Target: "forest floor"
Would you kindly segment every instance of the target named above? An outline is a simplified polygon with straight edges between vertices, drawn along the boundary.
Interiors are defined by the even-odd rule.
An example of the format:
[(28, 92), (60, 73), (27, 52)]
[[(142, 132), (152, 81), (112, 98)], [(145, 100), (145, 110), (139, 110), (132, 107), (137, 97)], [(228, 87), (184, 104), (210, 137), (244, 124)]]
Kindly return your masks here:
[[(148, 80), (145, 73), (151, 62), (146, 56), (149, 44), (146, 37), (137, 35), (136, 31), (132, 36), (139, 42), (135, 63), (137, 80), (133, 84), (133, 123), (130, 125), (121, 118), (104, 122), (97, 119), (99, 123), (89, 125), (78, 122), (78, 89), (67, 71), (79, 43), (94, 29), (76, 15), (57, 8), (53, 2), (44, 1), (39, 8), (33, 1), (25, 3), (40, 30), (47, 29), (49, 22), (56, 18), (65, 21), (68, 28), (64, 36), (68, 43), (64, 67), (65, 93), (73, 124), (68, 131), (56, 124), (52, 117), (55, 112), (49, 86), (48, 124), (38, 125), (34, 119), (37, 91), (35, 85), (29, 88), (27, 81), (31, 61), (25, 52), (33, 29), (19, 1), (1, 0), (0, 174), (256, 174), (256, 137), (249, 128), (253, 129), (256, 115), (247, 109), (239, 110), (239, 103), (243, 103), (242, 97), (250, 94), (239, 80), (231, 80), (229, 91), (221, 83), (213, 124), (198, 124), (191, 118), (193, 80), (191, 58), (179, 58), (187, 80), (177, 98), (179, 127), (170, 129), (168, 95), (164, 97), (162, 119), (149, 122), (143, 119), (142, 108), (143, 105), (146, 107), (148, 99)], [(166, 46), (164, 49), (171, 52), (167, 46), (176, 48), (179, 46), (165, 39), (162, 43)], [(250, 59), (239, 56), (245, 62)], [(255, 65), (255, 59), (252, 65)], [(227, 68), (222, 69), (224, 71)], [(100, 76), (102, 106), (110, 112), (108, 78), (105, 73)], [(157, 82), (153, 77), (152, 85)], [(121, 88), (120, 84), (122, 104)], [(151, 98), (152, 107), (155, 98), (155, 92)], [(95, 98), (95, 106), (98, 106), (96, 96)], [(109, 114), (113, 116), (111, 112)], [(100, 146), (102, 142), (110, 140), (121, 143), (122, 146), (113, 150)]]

==========

Rewrite the material from its first line through the line containing "Kindly return your", replacing "vertices" with "corner points" and leaving everything else unchanged.

## [ANSWER TO THE TASK]
Target: "forest floor"
Would you kindly segment every instance of the target named above? An outline is a simplified polygon with straight edges between corner points, drawn along the boundary.
Interiors are defined by the even-odd rule.
An example of the format:
[(28, 92), (60, 73), (27, 52)]
[[(142, 132), (152, 81), (112, 98)], [(145, 100), (145, 110), (139, 110), (132, 107), (137, 97)], [(228, 87), (184, 104), (210, 137), (244, 124)]]
Kindly return your masks here:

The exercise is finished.